[READING PASSAGE]
BEGIN

All our Campervan drive like cars. They have all the features of a modern European vehicle like ABS, Airbags and power steering. As you have a lot of equipment on board (cutlery, glasses…) you always have to store everything first before you start driving. Loose items are dangerous items.
In every Campervan, we have 2 built-in batteries: The starter battery, which starts your engine and the house battery, which will supply everything else with power. It depends on the type of appliances you use and how often you use them as well as how often you drive, as driving recharges both batteries.
Every Next Camper is equipped with a 150W solar system, which will provide you with extra power! If you have sunny days, your solar panel is charging the house battery. In general, you should be able to produce as much power as you spent. Meaning you don’t run out of power.
Please note: You are still able to start the engine when your house battery is empty! We are using the best batteries on the market to provide you with power as long as possible.
You will need to be plugged into the power supply when your batteries are empty and you are not going to keep on driving or the sun is not shining to charge your batteries with the solar panel. All our 230 V plug sockets (used for hair dryer, charging Laptop or batteries…) only work when you are plugged into the power supply.
All our Next Breeze Campervans have petrol engines while the Next One fleet contains petrol as well as diesel vehicles.
All our vehicles got officially tested and are self-contained… It means you have enough equipment on board to get along for a few days in the wilderness– without leaving any traces behind. With Next Campers, you can enjoy the freedom of being able to camp anywhere camping is allowed and park your vehicle on every campsite. You will find the most beautiful campsites and save money at the same time!

END

[ITEMS]
BEGIN

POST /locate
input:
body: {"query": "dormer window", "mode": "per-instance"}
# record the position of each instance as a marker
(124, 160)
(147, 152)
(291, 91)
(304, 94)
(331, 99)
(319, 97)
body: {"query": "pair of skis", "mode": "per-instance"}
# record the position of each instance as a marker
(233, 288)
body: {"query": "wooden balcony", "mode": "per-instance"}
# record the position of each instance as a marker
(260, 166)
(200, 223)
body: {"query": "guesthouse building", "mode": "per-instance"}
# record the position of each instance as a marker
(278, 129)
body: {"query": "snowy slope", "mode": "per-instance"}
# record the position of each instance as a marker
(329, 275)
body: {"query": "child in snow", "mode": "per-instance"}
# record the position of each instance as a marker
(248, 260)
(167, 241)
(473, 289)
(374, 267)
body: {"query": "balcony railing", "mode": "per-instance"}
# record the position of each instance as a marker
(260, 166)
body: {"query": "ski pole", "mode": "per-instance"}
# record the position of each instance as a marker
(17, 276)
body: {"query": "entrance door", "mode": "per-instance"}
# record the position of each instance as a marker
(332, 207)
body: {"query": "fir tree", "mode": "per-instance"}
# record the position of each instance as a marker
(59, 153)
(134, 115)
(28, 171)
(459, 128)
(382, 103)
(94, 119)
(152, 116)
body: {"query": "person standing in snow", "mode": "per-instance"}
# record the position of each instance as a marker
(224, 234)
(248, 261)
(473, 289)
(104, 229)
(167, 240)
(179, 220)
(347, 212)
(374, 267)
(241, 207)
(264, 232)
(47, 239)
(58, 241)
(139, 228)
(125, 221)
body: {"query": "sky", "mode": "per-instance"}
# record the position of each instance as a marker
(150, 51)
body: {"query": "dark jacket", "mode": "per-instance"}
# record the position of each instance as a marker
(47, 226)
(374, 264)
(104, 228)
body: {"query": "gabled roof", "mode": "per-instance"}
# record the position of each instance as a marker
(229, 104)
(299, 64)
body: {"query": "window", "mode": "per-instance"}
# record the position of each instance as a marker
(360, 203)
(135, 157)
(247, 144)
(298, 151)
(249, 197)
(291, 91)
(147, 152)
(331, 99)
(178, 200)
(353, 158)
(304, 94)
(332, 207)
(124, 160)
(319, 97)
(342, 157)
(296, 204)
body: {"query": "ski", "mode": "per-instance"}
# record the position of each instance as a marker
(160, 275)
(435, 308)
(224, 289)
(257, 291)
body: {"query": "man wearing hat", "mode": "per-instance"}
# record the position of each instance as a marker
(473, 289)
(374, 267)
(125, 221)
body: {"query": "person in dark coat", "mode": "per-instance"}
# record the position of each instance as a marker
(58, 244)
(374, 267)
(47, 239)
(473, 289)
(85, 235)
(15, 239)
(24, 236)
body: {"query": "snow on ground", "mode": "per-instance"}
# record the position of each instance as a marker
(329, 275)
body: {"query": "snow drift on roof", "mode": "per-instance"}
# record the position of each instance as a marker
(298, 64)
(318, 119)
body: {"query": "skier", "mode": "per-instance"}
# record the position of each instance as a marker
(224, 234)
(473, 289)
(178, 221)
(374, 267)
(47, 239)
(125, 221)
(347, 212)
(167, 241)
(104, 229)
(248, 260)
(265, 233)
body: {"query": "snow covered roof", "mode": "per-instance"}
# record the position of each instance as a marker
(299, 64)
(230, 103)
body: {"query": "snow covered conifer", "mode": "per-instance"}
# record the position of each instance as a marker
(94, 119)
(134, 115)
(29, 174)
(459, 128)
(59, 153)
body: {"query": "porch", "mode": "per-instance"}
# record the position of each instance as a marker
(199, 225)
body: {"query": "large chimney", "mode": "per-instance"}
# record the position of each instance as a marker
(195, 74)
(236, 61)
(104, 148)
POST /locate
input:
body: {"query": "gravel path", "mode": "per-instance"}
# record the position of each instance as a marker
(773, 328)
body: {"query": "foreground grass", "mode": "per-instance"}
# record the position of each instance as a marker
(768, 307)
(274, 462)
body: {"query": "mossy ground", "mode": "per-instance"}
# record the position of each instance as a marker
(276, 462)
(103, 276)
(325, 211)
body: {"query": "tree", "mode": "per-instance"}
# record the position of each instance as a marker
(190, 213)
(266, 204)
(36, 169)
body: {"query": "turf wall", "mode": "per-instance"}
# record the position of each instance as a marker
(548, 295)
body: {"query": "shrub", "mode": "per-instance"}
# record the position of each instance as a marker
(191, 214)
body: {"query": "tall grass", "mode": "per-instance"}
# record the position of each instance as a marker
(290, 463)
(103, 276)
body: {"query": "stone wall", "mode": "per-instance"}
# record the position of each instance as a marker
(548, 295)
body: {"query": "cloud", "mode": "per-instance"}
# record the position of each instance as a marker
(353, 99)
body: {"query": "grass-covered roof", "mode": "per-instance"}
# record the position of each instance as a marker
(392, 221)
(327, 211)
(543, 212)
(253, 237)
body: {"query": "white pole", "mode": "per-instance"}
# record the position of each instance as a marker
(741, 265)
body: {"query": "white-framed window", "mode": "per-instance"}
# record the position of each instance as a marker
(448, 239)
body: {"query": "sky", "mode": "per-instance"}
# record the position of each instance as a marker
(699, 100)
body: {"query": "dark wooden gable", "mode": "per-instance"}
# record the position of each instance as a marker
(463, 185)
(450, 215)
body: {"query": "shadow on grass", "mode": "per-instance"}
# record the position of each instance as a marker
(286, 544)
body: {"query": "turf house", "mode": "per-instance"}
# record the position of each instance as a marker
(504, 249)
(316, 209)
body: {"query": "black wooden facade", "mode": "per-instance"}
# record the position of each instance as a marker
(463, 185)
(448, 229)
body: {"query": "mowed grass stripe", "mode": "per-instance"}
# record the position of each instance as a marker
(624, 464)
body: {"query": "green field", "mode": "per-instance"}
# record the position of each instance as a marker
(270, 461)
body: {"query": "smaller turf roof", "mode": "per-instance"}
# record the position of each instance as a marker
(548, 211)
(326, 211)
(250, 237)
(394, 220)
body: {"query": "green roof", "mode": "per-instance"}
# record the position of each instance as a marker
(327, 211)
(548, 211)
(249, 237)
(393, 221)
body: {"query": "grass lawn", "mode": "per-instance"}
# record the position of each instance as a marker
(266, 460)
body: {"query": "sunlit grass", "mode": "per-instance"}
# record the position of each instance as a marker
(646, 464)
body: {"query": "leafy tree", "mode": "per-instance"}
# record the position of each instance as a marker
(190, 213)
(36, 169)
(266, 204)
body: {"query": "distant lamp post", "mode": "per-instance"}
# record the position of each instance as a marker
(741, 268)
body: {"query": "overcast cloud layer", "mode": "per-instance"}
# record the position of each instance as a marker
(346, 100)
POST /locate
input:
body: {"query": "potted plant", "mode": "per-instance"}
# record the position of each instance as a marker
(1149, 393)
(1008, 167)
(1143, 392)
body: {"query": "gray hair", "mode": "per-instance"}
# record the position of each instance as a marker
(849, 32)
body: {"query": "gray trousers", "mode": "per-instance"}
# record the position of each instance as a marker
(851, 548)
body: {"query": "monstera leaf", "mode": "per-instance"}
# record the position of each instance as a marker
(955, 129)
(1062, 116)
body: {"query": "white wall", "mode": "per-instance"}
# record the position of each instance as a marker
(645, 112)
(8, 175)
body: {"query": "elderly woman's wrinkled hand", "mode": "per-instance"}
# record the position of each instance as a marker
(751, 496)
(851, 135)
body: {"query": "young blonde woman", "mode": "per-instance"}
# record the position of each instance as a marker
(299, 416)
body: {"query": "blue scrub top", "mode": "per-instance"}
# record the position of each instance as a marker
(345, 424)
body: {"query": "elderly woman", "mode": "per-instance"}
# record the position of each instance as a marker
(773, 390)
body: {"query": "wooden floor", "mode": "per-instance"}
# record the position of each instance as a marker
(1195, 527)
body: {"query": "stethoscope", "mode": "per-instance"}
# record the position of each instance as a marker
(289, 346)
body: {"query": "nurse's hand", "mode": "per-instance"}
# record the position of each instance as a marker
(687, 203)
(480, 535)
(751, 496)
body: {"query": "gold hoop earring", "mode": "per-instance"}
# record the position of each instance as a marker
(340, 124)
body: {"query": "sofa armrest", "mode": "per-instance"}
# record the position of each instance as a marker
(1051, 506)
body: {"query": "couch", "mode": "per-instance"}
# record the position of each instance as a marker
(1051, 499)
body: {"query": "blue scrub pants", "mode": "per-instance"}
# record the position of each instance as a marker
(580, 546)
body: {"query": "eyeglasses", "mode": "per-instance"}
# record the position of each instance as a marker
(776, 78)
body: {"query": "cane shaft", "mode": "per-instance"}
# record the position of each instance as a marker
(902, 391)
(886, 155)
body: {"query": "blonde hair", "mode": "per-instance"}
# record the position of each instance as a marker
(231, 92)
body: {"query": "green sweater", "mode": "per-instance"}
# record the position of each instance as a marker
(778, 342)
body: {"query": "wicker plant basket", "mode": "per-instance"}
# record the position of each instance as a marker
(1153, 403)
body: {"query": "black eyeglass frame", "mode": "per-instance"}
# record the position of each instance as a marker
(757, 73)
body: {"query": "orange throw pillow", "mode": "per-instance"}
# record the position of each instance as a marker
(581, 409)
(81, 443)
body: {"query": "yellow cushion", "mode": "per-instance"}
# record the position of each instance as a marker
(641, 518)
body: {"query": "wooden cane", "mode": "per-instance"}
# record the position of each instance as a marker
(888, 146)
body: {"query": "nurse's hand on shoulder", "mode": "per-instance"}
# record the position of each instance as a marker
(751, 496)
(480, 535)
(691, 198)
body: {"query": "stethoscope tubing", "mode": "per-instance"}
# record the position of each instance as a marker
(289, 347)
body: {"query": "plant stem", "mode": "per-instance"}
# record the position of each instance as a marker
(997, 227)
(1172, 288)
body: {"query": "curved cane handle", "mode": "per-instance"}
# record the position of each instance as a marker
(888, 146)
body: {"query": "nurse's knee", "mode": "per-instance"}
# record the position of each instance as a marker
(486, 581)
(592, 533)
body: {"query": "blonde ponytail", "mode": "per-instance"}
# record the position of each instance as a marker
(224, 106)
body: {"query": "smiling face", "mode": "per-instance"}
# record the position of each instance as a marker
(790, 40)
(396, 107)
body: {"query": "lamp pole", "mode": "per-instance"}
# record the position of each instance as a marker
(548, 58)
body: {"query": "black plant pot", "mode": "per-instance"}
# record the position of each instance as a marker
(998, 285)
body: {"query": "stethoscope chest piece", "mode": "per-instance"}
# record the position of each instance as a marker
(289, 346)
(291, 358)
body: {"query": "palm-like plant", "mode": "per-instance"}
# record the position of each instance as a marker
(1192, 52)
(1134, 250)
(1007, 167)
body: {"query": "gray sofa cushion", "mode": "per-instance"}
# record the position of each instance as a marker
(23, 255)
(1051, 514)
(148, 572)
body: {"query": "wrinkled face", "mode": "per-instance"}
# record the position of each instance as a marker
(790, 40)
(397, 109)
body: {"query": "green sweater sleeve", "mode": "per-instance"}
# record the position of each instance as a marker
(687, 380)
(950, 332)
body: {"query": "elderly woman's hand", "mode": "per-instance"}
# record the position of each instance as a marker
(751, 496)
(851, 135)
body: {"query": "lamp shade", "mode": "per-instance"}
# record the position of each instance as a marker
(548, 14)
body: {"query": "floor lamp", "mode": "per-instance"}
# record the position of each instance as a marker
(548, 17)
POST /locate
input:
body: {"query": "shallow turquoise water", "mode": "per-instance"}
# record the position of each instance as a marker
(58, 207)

END

[GIVEN EXERCISE]
Copy out the campervan text above in full, word for word.

[IN RESPONSE]
All our Campervan drive like cars. They have all the features of a modern European vehicle like ABS, Airbags and power steering. As you have a lot of equipment on board (cutlery, glasses…) you always have to store everything first before you start driving. Loose items are dangerous items.
In every Campervan, we have 2 built-in batteries: The starter battery, which starts your engine and the house battery, which will supply everything else with power. It depends on the type of appliances you use and how often you use them as well as how often you drive, as driving recharges both batteries.
Every Next Camper is equipped with a 150W solar system, which will provide you with extra power! If you have sunny days, your solar panel is charging the house battery. In general, you should be able to produce as much power as you spent. Meaning you don’t run out of power.
Please note: You are still able to start the engine when your house battery is empty! We are using the best batteries on the market to provide you with power as long as possible.
You will need to be plugged into the power supply when your batteries are empty and you are not going to keep on driving or the sun is not shining to charge your batteries with the solar panel. All our 230 V plug sockets (used for hair dryer, charging Laptop or batteries…) only work when you are plugged into the power supply.
All our Next Breeze Campervans have petrol engines while the Next One fleet contains petrol as well as diesel vehicles.
All our vehicles got officially tested and are self-contained… It means you have enough equipment on board to get along for a few days in the wilderness– without leaving any traces behind. With Next Campers, you can enjoy the freedom of being able to camp anywhere camping is allowed and park your vehicle on every campsite. You will find the most beautiful campsites and save money at the same time!